All I Can Provide Is the Bridge

Photo by Jeanne RiceDiego Rives' punk odyssey began, like so many others, with Fugazi.

“Their music . . . their music!” enthuses the 25-year-old construction worker about the DC straight-edge band. “I had always known about their potent sound. But it wasn't until I had to do a paper on Fugazi at Fullerton College that I learned about what they did regarding producing themselves and others. It was just amazing. More importantly, it got me to think.”

Before writing that essay three years ago, Rives had played in a crappy pseudo-Soda Stereo band and tried to manage a couple of forgettable groups, eventually immigrating to the United States from Argentina because of the economic maladies that ravage his country and its psyche every decade or so. But the more research Rives did on Fugazi, the more he figured their musical and label credo was what Argentine musicians needed to survive in a devastated land.

Soon after presenting the Fugazi paper—he got an A—Rives pooled what little savings he had to create GBA (Gran Buenos Aires) Records, producing Argentine punk and ska radicals. Basing the label out of his tidy Garden Grove home, thousands of miles away from Argentina, may seem foolish, but it functions perfectly in his grander scheme of creating an exchange program of sorts between the Argentine and Latino DIY punk/ska scenes.

“The underground in the United States doesn't know what's going on in Argentina and vice versa,” he says. “A bridge is needed to ensure that each group knows the other exists, and so that support on both sides is always within reach.”

Study material —
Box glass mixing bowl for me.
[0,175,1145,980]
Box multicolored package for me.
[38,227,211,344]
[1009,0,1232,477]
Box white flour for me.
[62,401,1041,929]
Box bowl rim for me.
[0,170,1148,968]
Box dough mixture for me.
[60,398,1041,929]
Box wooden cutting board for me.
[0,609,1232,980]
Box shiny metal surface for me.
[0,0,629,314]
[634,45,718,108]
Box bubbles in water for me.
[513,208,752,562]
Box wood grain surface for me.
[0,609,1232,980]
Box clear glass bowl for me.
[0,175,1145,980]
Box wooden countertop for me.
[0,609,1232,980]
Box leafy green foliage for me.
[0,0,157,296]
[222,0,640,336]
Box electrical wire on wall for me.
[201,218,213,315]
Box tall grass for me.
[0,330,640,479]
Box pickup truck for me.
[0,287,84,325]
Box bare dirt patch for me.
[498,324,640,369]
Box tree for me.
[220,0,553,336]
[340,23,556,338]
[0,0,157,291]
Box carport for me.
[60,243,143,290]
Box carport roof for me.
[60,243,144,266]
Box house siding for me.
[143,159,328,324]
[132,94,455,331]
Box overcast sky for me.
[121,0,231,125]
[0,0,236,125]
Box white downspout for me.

Exercise instructions — Extend the article about Diego Rives and his GBA Records label, picking up right after its final sentence.

Answer —
Running an Argentine label from Garden Grove isn't easy, of course, especially since Rives hasn't visited the patria in almost two years. The full-time construction worker/part-time Golden West College student directs GBA mostly via e-mails checked on Tuesdays, his only day off. GBA's representatives in Argentina—really, just Rives' childhood pals—send him a biweekly care package of demos, proofs, mixes and rough album edits. Rives talks to the Argentine GBA-ers on the phone maybe once or twice a month, suggests changes, and sends back the final edits of upcoming albums.

“It's a really long process to finish an album and find new bands,” Rives admits, but he doesn't much care. Running the label from Garden Grove allows for the profitable promotion of GBA albums in the Southern California rockero market, and Rives' friendship with local Argentine sound engineers allows GBA to buy studio equipment at low, low prices. (The equipment discounts, in particular, allowed him to amass enough gear over the course of two years to open a Buenos Aires studio where bands can record free of charge.)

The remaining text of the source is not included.